**Extract provided**
---+---
Water your Avocado plant correctly
Keep in mind, no water coming out the bottom of the pot (via its drainage holes) could also be a sign you’re not giving the pot (plant) enough water when you are watering.
When watering, add water slowly until it starts coming out of the drainage holes in the bottom of the pot, then stop. Then wait until the water stops coming out of the drainage holes, when that happens, start again adding water slowly until you once again see water coming out of the drainage holes. The soil is now saturated and your container plant has been watered thoroughly and properly.
Do not water again until the soil is dry, but not completely dried out. Your indoor conditions are very much going to determine how long this takes to happen. An easy and simple method of checking if it’s time to water is (without the use of a moisture gauge):
- Stick your index finger fully into the soil, when you pull it out, the very tip of that finger should feel slightly moist and have a little bit of soil stuck to it. If that occurs, you do not yet need to water that pot (plant).
- On the other hand, if that is not the case, that is, you pull out a dry and clean fingertip, it’s time to water, using the method given above.
This part is for outdoors and indoors as well.
---+---
**Supplied material**

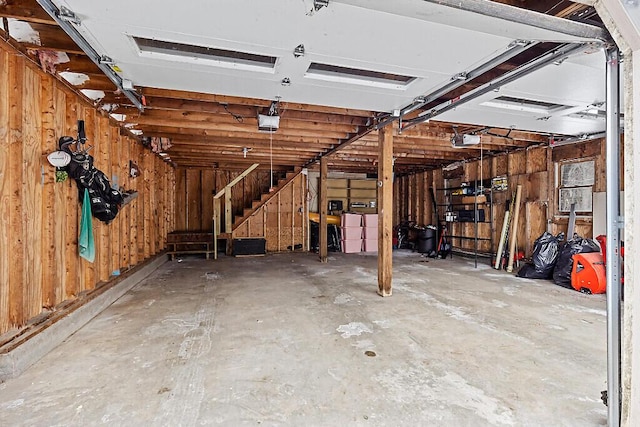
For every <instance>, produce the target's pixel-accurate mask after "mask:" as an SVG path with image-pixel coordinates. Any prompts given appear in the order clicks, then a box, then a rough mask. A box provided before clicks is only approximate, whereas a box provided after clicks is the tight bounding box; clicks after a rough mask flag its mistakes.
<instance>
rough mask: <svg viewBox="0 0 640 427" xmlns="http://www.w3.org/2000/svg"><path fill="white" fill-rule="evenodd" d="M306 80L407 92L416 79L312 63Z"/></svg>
mask: <svg viewBox="0 0 640 427" xmlns="http://www.w3.org/2000/svg"><path fill="white" fill-rule="evenodd" d="M304 77H305V78H310V79H316V80H323V81H328V82H336V83H350V84H357V85H363V86H370V87H379V88H384V89H396V90H405V89H406V88H407V86H408V85H409V84H410V83H411V82H413V81H414V80H415V79H416V78H415V77H412V76H404V75H400V74H393V73H389V72H383V71H373V70H363V69H358V68H351V67H342V66H339V65H332V64H323V63H319V62H312V63H311V64H310V65H309V68H308V69H307V72H306V73H305V74H304Z"/></svg>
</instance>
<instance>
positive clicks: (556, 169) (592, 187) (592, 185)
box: [555, 157, 597, 217]
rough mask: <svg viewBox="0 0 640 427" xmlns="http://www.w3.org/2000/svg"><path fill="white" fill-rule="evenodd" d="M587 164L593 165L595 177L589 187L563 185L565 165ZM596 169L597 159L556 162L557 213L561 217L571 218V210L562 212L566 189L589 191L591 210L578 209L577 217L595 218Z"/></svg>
mask: <svg viewBox="0 0 640 427" xmlns="http://www.w3.org/2000/svg"><path fill="white" fill-rule="evenodd" d="M587 162H591V163H592V164H593V177H592V182H591V184H589V185H563V183H562V181H563V179H562V173H563V167H564V166H565V165H569V164H576V163H587ZM596 167H597V161H596V158H595V157H587V158H583V159H567V160H561V161H558V162H556V188H555V194H556V201H557V203H556V212H557V214H558V215H559V216H569V215H570V210H562V203H561V201H562V196H561V195H562V193H563V190H566V189H574V188H575V189H589V196H590V199H591V203H590V204H591V209H589V210H585V209H580V210H578V209H576V215H578V216H582V217H591V216H593V192H594V188H595V185H596Z"/></svg>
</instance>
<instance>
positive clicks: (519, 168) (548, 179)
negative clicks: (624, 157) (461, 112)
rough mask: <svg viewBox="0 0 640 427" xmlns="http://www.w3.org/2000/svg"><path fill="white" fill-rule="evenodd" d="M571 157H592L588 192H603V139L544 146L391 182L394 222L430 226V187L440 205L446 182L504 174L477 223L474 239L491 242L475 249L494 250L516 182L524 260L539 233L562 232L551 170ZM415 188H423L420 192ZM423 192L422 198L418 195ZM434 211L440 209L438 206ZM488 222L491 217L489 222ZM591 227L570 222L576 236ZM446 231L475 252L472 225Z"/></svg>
mask: <svg viewBox="0 0 640 427" xmlns="http://www.w3.org/2000/svg"><path fill="white" fill-rule="evenodd" d="M575 159H581V160H588V159H593V160H594V161H595V165H596V177H595V184H594V188H593V191H594V192H600V191H605V190H606V171H605V158H604V141H603V140H594V141H586V142H583V143H577V144H572V145H566V146H562V147H557V148H553V149H552V148H550V147H547V146H538V147H530V148H528V149H522V150H518V151H513V152H511V153H508V154H501V155H498V156H494V157H487V158H484V159H483V161H482V164H481V162H480V161H479V160H475V161H470V162H465V163H461V164H460V165H458V167H454V168H447V169H446V170H445V169H440V170H435V171H433V172H432V173H431V175H428V174H429V172H425V173H422V174H415V175H410V176H403V177H399V178H397V179H396V182H395V183H394V185H395V187H394V188H395V196H394V197H395V203H394V205H395V206H394V223H395V224H397V223H399V221H401V220H403V219H410V220H415V221H417V222H418V223H419V224H424V225H426V224H430V223H434V224H435V216H433V217H431V216H430V213H428V212H427V208H428V207H429V206H431V199H430V198H429V197H428V193H430V189H431V188H435V189H436V201H437V204H438V205H442V204H444V203H445V200H444V193H443V192H442V191H440V189H442V188H444V187H445V180H448V185H449V187H455V186H459V185H460V184H461V183H462V182H472V183H473V182H474V181H475V180H476V179H477V180H478V181H480V180H487V179H491V178H493V177H497V176H507V178H508V182H509V188H508V190H506V191H498V192H493V208H492V211H491V212H489V209H488V208H487V207H485V209H486V211H485V215H486V218H487V222H486V223H479V224H478V237H480V238H485V239H492V240H493V242H491V240H482V241H479V245H478V250H479V251H480V252H485V253H491V252H494V251H495V250H496V248H497V245H498V239H499V237H500V231H501V227H502V222H503V220H504V213H505V208H506V204H507V203H508V201H509V200H510V199H511V198H512V197H513V194H514V193H515V190H516V187H517V185H518V184H521V185H522V186H523V193H522V202H521V206H520V214H519V219H518V221H519V226H518V230H517V246H518V249H519V250H523V251H524V252H525V255H526V256H530V255H531V254H532V252H533V242H534V241H535V239H536V238H538V237H539V236H540V235H541V234H542V233H543V232H544V231H546V230H549V231H550V232H552V233H554V234H557V233H559V232H565V233H566V231H567V226H568V216H567V215H566V214H560V213H559V212H557V208H556V206H557V197H558V194H557V191H556V190H555V185H556V178H555V169H556V165H557V164H559V162H562V161H565V160H575ZM481 165H482V166H481ZM421 175H422V176H421ZM424 175H427V178H426V181H423V180H424V179H425V178H424ZM421 186H424V189H423V188H421ZM425 191H426V193H427V196H426V197H424V196H423V194H425ZM421 209H423V211H421ZM438 209H439V210H441V209H444V208H442V207H439V208H438ZM440 214H441V212H440ZM440 216H442V215H440ZM490 218H492V220H491V221H490ZM441 219H443V218H441ZM592 227H593V219H592V217H590V216H579V217H578V219H577V221H576V232H577V233H578V234H580V235H581V236H583V237H593V236H592ZM450 232H451V234H452V235H458V236H464V237H466V239H453V244H454V247H456V248H459V249H463V250H466V251H473V250H474V249H475V241H474V240H473V239H472V237H474V236H475V225H474V223H459V222H456V223H453V224H451V230H450Z"/></svg>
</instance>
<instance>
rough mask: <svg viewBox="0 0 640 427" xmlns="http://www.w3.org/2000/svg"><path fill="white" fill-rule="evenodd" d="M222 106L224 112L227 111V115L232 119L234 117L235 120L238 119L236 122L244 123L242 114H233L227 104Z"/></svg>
mask: <svg viewBox="0 0 640 427" xmlns="http://www.w3.org/2000/svg"><path fill="white" fill-rule="evenodd" d="M222 106H223V107H224V111H226V112H227V113H229V115H230V116H231V117H233V118H234V119H236V121H237V122H238V123H242V122H243V121H244V117H242V116H241V115H240V114H236V113H232V112H231V111H230V110H229V106H228V105H227V104H222Z"/></svg>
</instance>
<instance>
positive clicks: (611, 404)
mask: <svg viewBox="0 0 640 427" xmlns="http://www.w3.org/2000/svg"><path fill="white" fill-rule="evenodd" d="M619 61H620V52H619V51H618V49H617V48H610V49H607V128H606V134H607V138H606V141H607V142H606V144H607V145H606V162H607V244H606V251H607V264H606V270H607V400H608V405H607V406H608V408H607V409H608V420H609V427H619V426H620V394H621V388H620V360H621V359H620V335H621V333H620V325H621V322H620V227H621V225H622V218H621V217H620V201H619V198H620V95H619V94H620V66H619Z"/></svg>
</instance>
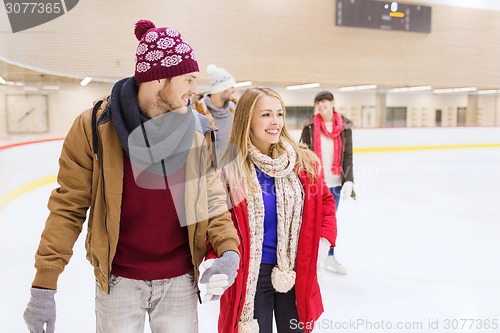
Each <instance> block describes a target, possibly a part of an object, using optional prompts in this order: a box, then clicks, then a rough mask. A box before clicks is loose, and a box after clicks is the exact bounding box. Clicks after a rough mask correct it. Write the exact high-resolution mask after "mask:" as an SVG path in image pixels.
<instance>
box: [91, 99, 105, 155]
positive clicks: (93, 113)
mask: <svg viewBox="0 0 500 333" xmlns="http://www.w3.org/2000/svg"><path fill="white" fill-rule="evenodd" d="M102 103H103V100H102V99H101V100H100V101H98V102H97V103H95V105H94V109H93V110H92V148H93V150H94V156H95V159H96V160H97V159H98V152H99V139H98V137H97V111H98V110H99V108H100V107H101V105H102Z"/></svg>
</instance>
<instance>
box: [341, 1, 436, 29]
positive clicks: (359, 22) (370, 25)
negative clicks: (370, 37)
mask: <svg viewBox="0 0 500 333" xmlns="http://www.w3.org/2000/svg"><path fill="white" fill-rule="evenodd" d="M336 8H337V13H336V24H337V26H343V27H358V28H370V29H382V30H399V31H411V32H422V33H430V32H431V13H432V8H431V7H429V6H420V5H410V4H405V3H401V2H399V1H379V0H337V7H336Z"/></svg>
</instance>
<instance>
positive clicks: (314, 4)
mask: <svg viewBox="0 0 500 333" xmlns="http://www.w3.org/2000/svg"><path fill="white" fill-rule="evenodd" d="M409 2H410V3H411V1H409ZM335 4H336V1H334V0H314V1H306V0H300V1H299V0H272V1H269V0H252V1H250V0H244V1H231V0H218V1H207V0H191V1H190V2H189V3H182V5H180V4H179V2H178V1H173V0H163V1H160V0H151V1H147V2H144V1H118V0H109V1H98V0H86V1H80V2H79V4H78V5H77V6H76V7H75V8H74V9H73V10H72V11H70V12H69V13H68V14H66V15H64V16H62V17H60V18H58V19H56V20H54V21H51V22H49V23H47V24H44V25H42V26H39V27H37V28H33V29H30V30H28V31H25V32H19V33H16V34H12V33H8V31H9V30H10V27H9V25H8V21H6V20H1V21H0V31H2V33H1V34H0V56H2V57H5V58H7V59H12V60H16V61H18V62H20V63H24V64H27V65H30V66H34V67H37V68H44V69H47V70H53V71H57V72H61V73H68V74H74V75H82V76H86V75H90V76H95V77H111V78H120V77H123V76H129V75H132V73H133V67H134V52H135V47H136V45H137V40H136V39H135V36H134V35H133V26H134V23H135V21H136V20H138V19H141V18H150V19H152V20H153V21H154V22H155V23H156V24H157V25H158V26H172V27H175V28H178V29H179V30H180V31H181V32H182V33H183V35H184V36H185V38H186V39H187V40H188V41H189V42H190V43H191V44H192V45H193V47H194V49H195V51H196V53H197V57H198V59H199V62H200V65H201V67H202V73H201V76H200V78H201V83H202V84H203V83H204V82H206V76H205V74H204V69H205V67H206V65H208V64H210V63H214V64H217V65H219V66H222V67H225V68H226V69H227V70H228V71H230V72H231V73H232V74H233V75H234V76H235V77H236V78H237V80H252V81H254V82H256V83H259V84H270V85H279V86H283V85H288V84H298V83H305V82H316V81H318V82H320V83H321V84H322V85H323V86H327V87H339V86H345V85H353V84H378V85H380V86H387V87H394V86H406V85H408V86H413V85H432V86H433V87H450V86H477V87H478V88H495V89H497V88H500V74H499V73H500V61H499V60H498V59H500V43H499V42H498V41H500V11H487V10H477V9H466V8H458V7H448V6H434V5H433V6H432V32H431V33H430V34H422V33H409V32H401V31H382V30H371V29H361V28H347V27H337V26H335Z"/></svg>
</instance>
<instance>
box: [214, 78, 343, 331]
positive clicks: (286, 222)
mask: <svg viewBox="0 0 500 333" xmlns="http://www.w3.org/2000/svg"><path fill="white" fill-rule="evenodd" d="M285 115H286V110H285V105H284V103H283V100H282V99H281V97H280V96H279V95H278V93H276V92H275V91H274V90H272V89H270V88H265V87H256V88H250V89H248V90H246V91H245V92H244V93H243V95H242V96H241V98H240V100H239V101H238V104H237V107H236V111H235V115H234V122H233V127H232V130H231V134H230V139H229V145H228V148H227V149H226V151H225V152H224V155H223V156H222V160H221V162H222V165H224V167H223V169H222V176H223V178H224V180H225V182H226V183H227V187H228V190H229V195H230V198H231V204H232V206H233V207H232V209H231V213H232V218H233V223H234V224H235V226H236V229H237V230H238V232H239V236H240V239H241V244H240V248H239V250H240V253H241V262H240V268H239V270H238V275H237V277H236V281H235V283H234V284H233V285H232V286H231V287H230V288H228V289H227V290H226V291H225V292H224V294H223V295H222V297H221V301H220V316H219V332H224V333H230V332H231V333H232V332H239V333H247V332H252V333H253V332H255V333H258V332H260V333H267V332H269V333H271V332H272V327H273V317H274V320H275V322H276V326H277V328H278V332H279V333H284V332H311V331H312V330H313V327H314V322H315V321H316V320H317V319H318V318H319V316H320V315H321V313H322V312H323V304H322V300H321V293H320V288H319V284H318V280H317V275H316V269H317V262H318V256H321V257H323V258H324V257H326V255H327V252H328V248H329V247H330V246H334V245H335V240H336V236H337V228H336V218H335V202H334V200H333V198H332V194H331V193H330V191H329V190H328V188H327V187H326V185H325V184H324V182H323V179H322V177H321V167H320V162H319V160H318V158H317V157H316V156H315V155H314V154H313V153H312V152H311V151H309V150H308V149H307V148H306V147H305V146H299V144H298V143H296V142H295V141H294V140H293V139H292V137H291V136H290V134H289V132H288V130H287V128H286V124H285Z"/></svg>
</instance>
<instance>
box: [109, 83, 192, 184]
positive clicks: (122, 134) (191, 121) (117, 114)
---+---
**What is needed**
Can you write the next part of the avocado watering text, starting right after its final line? The records stand apart from the avocado watering text and have no connection to it.

**Answer to this exercise**
Sometimes, there is a lot of chloride in your water that can cause your avocado plant drying out. So how to solve that problem?
The one good thing about chloride is that it moves with water. Because of this, commercial farmers primarily manage it through leaching, as can we home gardeners. By leaching, I mean that they overwater on purpose so that the extra water will carry the chloride that has built up in the soil down deeper into the soil, so deep that it is below the reach of the tree’s roots — and therefore no longer able to affect the tree.
It has also been my experience that avocado trees do better as they get older if watered by sprinklers rather than drip irrigation. (Young avocado trees do fine on drippers.) This doesn’t seem to be the case with trees I’ve seen close to the beach which never experience intense heat and low humidity, but inland it seems to make a difference.
Check for fungus
The fungus is the most serious avocado disease in California. Fungus thrives in excess soil moisture. Over‐irrigation and poor drainage and may attack trees of any size or age.
The absence of feeder roots prevents moisture uptake so soil under diseased trees stays wet. Diseased trees may set a heavy crop of small fruit but will decline and die, either rapidly or slowly.
The fungus can spread by contaminated nursery stock, water in contact with infested soil, shoes, cultivation equipment.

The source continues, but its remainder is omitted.